Hilfe mit 60.000 Handys
Heiner Wiemers-Meyer hat 15 Jahre lang alte Mobiltelefone gesammelt und in Spendengeld verwandelt
Von Helmut Michelis
Das Bundeswehr-Sozialwerk (BwSW) lebt von Mitgliedern, die sich auf vielen Ebenen ehrenamtlich für das Gemeinwohl engagieren – und das über ungezählte Stunden hinweg, ohne Aussicht auf persönliche Vorteile. Wir stellen in unserem Mitgliedermagazin einige dieser vorbildlichen Angehörigen der großen „BwSW-Familie“ vor. In Höxter ist Heiner Wiemers-Meyer einer derjenigen, die sich weit über das normale Maß hinaus für Mitmenschen engagieren, nicht nur mit seiner langjährigen und sehr erfolgreichen Spendenaktion „Handysammlung“. Diese Aktion endete jetzt – und geht zum Glück doch weiter.

Ziel:
Wie viele Jahre lang hat Heiner Wiemers-Meyer laut dem Artikel über die Handysammlung alte Mobiltelefone gesammelt?

Datenauszug:
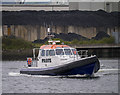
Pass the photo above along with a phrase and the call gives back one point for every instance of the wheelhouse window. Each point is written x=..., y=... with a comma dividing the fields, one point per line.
x=47, y=52
x=51, y=52
x=59, y=52
x=43, y=53
x=74, y=51
x=68, y=52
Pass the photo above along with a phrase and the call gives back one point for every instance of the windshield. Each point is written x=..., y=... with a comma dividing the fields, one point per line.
x=74, y=51
x=59, y=52
x=52, y=53
x=68, y=52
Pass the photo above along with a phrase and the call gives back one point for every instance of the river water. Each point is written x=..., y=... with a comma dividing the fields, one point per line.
x=105, y=81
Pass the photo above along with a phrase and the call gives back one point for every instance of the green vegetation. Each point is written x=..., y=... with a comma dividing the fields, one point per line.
x=110, y=40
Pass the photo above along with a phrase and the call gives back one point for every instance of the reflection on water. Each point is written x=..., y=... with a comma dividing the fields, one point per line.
x=104, y=81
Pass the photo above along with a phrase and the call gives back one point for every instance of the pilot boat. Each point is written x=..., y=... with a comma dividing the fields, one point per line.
x=61, y=60
x=54, y=59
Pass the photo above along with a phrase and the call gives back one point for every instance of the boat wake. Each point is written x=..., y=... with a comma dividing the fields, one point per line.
x=103, y=70
x=69, y=76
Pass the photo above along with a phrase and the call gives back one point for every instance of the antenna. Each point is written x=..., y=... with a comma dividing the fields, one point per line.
x=49, y=36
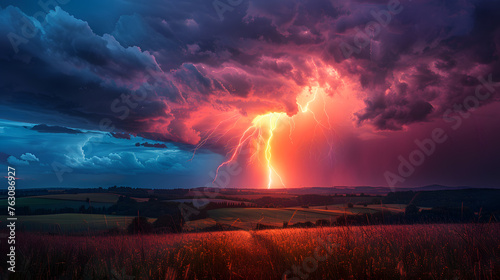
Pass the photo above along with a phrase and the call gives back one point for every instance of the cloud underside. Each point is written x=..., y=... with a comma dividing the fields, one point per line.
x=161, y=71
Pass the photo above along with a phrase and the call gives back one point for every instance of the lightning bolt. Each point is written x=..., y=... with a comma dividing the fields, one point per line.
x=268, y=154
x=262, y=131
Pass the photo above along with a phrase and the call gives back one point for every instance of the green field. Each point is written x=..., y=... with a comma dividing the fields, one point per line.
x=72, y=223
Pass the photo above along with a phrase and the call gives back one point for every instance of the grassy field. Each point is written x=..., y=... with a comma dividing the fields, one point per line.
x=371, y=252
x=247, y=218
x=71, y=223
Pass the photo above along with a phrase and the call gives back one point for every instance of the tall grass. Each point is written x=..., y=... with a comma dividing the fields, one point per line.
x=365, y=252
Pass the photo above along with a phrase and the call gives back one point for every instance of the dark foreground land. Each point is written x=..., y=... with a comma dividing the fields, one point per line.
x=434, y=251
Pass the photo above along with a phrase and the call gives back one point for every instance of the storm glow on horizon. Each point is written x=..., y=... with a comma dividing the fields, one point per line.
x=296, y=93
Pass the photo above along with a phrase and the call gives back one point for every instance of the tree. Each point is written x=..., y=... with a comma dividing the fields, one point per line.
x=140, y=225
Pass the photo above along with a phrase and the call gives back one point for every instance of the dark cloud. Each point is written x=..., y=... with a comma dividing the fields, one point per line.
x=54, y=129
x=121, y=135
x=151, y=145
x=180, y=59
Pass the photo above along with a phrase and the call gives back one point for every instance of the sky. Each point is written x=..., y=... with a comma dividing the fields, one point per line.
x=250, y=93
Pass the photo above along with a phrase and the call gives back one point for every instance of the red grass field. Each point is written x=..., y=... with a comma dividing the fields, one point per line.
x=365, y=252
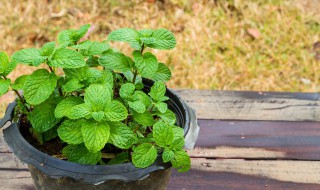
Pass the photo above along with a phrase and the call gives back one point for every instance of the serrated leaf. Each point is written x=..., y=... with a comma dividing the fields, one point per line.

Vollständige Ausgabe:
15 Jahre lang.